[Direction]:
Could you put the material below into a JSON list of strings, with one string per line and blank lines left out, beginning at the line that has "Wanted = one point per instance on the wet sand" and stopping after the line that has "x=146, y=101"?

[Entries supplied]:
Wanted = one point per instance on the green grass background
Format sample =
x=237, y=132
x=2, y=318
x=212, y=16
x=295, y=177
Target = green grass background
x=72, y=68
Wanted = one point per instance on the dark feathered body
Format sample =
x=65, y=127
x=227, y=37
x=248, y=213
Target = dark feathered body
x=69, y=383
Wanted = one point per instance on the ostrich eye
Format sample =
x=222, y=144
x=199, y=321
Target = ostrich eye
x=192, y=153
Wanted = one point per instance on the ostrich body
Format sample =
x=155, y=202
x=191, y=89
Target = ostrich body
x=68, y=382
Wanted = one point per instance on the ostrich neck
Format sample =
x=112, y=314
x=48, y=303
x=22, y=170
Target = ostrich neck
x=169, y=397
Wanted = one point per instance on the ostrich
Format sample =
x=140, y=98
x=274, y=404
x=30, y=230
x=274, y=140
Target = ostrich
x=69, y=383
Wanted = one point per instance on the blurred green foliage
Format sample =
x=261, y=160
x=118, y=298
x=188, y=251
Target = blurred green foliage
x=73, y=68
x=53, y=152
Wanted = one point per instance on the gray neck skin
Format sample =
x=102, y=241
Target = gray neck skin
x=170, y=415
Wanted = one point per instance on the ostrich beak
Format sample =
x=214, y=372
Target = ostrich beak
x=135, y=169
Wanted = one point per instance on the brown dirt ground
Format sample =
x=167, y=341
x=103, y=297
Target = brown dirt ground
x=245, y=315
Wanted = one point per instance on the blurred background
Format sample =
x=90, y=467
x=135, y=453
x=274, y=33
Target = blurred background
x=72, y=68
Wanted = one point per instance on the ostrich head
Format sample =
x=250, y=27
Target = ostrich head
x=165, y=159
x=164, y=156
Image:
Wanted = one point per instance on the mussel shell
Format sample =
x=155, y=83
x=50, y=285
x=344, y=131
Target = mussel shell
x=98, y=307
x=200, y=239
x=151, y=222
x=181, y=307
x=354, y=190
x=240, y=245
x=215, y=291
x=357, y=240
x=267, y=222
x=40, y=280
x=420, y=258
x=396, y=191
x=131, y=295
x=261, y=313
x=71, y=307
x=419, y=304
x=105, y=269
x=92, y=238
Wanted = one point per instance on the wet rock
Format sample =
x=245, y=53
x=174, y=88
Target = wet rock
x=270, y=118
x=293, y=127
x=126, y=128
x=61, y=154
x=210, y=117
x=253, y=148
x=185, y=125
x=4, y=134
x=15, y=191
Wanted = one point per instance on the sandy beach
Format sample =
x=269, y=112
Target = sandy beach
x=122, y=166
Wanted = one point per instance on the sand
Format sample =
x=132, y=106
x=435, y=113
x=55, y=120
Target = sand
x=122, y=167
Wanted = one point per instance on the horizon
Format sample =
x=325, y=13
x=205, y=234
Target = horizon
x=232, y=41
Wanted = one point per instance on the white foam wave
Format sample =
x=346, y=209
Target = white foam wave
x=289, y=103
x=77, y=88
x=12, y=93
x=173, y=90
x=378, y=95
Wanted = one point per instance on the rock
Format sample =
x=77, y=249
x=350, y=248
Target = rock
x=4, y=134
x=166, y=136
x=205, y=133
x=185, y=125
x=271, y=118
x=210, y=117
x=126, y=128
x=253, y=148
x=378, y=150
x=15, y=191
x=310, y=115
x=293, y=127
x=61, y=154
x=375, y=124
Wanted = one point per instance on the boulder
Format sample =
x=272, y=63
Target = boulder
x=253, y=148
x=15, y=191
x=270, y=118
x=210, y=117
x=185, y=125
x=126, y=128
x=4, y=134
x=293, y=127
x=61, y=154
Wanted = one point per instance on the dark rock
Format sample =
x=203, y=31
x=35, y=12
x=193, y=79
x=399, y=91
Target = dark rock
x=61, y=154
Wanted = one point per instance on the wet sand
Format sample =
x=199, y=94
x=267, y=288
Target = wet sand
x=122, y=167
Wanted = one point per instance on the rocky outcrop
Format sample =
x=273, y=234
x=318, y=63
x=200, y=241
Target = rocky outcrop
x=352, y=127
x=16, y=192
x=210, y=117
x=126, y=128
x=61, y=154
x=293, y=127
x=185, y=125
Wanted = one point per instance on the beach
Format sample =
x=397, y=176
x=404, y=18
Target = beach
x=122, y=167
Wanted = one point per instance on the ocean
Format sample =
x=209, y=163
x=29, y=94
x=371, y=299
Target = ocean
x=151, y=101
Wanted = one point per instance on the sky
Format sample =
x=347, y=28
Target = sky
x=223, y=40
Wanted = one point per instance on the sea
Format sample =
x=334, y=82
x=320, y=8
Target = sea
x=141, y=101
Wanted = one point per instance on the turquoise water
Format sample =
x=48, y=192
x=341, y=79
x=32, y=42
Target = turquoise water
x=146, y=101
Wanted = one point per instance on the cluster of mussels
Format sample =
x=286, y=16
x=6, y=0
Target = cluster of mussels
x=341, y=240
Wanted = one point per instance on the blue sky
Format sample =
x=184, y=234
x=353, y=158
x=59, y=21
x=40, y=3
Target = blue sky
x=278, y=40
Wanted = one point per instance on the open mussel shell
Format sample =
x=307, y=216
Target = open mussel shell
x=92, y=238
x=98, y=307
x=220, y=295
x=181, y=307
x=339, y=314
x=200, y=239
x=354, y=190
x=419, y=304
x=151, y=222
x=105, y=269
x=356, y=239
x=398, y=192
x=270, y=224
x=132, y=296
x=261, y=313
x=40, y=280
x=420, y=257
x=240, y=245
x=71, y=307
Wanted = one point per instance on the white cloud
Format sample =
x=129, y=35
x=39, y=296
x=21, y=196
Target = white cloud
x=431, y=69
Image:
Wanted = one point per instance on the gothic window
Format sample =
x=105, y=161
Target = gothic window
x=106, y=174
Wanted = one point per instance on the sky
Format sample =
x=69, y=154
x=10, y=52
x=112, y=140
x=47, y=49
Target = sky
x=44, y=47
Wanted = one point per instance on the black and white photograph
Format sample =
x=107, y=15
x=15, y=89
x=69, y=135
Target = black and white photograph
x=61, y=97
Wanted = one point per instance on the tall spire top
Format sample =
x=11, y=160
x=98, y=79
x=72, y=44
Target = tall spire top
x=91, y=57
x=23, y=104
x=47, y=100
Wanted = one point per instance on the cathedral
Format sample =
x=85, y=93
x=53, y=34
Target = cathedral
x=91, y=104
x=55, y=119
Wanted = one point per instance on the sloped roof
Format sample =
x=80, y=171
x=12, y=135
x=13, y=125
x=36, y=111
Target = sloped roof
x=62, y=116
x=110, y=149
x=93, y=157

==

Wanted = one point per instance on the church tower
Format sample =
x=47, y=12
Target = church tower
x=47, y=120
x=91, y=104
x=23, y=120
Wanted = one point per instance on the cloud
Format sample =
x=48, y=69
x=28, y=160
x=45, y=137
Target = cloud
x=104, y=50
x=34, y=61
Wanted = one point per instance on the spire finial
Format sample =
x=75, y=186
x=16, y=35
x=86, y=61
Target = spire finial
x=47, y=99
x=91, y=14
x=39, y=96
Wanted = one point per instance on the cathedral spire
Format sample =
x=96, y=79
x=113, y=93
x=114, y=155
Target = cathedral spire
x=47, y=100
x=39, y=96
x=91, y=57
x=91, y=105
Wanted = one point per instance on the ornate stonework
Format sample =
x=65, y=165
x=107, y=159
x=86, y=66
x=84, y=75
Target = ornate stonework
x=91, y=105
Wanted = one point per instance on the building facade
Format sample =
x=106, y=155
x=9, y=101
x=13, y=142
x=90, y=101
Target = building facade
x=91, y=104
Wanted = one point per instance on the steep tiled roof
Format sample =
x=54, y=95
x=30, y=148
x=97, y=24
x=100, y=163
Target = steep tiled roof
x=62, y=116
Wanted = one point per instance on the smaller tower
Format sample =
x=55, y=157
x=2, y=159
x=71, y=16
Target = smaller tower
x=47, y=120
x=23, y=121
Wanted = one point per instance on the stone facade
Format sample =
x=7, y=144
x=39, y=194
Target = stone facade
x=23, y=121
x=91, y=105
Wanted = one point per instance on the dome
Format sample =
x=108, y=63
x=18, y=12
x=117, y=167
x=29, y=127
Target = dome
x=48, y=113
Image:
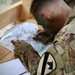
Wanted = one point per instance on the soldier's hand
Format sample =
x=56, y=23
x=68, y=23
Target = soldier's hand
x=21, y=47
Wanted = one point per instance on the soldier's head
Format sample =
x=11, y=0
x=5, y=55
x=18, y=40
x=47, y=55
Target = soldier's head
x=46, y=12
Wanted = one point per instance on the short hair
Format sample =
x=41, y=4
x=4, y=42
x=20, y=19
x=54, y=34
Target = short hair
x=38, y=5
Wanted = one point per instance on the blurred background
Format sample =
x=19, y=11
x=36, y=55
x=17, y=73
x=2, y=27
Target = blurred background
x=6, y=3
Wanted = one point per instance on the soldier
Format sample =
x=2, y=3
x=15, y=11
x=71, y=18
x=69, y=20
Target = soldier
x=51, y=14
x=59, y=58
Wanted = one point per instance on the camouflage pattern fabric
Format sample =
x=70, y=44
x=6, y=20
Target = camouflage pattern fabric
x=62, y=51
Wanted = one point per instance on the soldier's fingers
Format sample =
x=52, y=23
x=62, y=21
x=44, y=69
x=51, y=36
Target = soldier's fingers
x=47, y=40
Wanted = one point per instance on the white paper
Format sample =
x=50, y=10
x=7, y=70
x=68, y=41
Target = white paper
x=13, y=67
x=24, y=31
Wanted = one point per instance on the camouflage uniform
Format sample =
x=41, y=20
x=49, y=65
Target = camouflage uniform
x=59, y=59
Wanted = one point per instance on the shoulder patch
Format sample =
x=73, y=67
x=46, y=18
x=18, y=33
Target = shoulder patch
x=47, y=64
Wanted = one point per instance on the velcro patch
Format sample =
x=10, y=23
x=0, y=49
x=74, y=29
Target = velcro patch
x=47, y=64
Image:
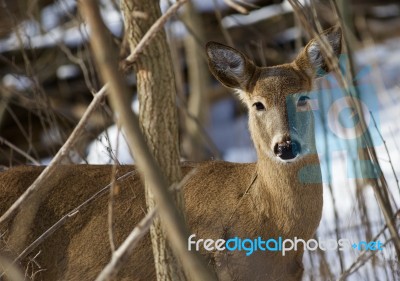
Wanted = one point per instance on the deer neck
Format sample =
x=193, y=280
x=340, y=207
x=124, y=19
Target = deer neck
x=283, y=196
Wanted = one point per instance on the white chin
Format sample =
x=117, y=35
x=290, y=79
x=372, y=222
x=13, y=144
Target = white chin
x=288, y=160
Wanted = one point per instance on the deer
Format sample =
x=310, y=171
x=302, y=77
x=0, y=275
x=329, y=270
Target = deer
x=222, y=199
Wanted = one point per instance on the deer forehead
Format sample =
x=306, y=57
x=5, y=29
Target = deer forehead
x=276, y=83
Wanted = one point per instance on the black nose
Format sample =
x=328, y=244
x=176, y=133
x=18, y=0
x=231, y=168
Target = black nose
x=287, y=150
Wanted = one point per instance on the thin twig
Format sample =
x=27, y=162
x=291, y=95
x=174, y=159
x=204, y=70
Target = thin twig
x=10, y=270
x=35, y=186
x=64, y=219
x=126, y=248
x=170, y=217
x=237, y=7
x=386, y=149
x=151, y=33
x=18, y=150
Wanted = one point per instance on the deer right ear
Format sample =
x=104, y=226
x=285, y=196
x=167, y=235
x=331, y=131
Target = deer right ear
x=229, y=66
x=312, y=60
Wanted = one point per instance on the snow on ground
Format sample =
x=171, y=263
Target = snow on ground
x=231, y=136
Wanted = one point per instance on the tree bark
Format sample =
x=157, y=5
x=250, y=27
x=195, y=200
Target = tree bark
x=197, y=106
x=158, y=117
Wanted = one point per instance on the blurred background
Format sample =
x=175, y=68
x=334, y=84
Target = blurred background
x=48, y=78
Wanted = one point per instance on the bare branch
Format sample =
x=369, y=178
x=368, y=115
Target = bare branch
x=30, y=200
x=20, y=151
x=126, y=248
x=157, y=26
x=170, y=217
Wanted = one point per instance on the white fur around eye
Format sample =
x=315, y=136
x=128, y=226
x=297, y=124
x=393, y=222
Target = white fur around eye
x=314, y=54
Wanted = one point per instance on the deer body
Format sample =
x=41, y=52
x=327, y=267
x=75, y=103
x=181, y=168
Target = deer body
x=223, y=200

---

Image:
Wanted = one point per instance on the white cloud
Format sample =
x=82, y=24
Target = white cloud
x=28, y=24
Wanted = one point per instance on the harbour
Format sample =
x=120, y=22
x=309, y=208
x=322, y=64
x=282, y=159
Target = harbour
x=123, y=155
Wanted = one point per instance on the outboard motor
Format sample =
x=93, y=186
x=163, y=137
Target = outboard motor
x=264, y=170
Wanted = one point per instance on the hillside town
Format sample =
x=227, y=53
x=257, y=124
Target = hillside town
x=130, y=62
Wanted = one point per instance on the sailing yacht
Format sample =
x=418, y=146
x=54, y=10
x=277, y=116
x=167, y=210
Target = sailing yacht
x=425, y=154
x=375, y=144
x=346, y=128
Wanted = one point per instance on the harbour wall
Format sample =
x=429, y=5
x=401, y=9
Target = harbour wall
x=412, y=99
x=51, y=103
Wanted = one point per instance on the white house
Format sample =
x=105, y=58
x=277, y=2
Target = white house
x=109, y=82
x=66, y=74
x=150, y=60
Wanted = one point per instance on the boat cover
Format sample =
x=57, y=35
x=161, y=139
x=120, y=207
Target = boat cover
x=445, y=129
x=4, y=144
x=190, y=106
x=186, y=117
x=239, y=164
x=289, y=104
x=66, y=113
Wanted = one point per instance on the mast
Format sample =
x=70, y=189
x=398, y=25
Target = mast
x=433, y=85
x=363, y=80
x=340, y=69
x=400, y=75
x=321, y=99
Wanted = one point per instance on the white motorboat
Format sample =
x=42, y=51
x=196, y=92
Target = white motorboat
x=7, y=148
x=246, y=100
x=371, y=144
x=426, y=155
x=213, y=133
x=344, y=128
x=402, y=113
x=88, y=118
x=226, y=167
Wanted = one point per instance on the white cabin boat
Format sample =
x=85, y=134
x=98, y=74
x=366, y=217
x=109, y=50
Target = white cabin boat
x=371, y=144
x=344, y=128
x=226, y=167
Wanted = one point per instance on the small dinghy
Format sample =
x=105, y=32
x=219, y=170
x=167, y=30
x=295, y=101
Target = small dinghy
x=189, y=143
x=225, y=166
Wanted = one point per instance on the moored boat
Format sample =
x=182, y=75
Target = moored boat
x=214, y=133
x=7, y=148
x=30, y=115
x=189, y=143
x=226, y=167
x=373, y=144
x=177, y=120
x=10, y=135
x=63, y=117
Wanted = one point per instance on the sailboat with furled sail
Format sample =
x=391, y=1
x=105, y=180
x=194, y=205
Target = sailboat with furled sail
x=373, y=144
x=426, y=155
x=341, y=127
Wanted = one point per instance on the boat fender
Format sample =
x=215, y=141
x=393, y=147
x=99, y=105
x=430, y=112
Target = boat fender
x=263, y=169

[Exercise response]:
[
  "Wanted = one point per instance on the wet sand",
  "Format sample =",
  "x=199, y=94",
  "x=267, y=288",
  "Target = wet sand",
  "x=122, y=167",
  "Wanted = one point per instance on the rocky outcrop",
  "Format sample =",
  "x=273, y=234",
  "x=318, y=63",
  "x=200, y=241",
  "Target = rocky outcrop",
  "x=352, y=127",
  "x=16, y=192",
  "x=210, y=117",
  "x=126, y=128",
  "x=61, y=154",
  "x=293, y=127",
  "x=185, y=125",
  "Wanted = one point per instance on the beach",
  "Format sample =",
  "x=397, y=176",
  "x=404, y=18",
  "Target = beach",
  "x=122, y=167",
  "Wanted = one point per instance on the ocean",
  "Format sample =",
  "x=209, y=163",
  "x=29, y=94",
  "x=371, y=299",
  "Target = ocean",
  "x=151, y=101",
  "Wanted = one point per instance on the sky",
  "Format sample =",
  "x=347, y=28",
  "Target = sky",
  "x=223, y=40",
  "Wanted = one point per instance on the sea",
  "Format sample =",
  "x=334, y=82",
  "x=320, y=8",
  "Target = sea",
  "x=141, y=101",
  "Wanted = one point per instance on the turquoise water",
  "Format sample =",
  "x=48, y=192",
  "x=341, y=79",
  "x=32, y=42",
  "Target = turquoise water",
  "x=146, y=101"
]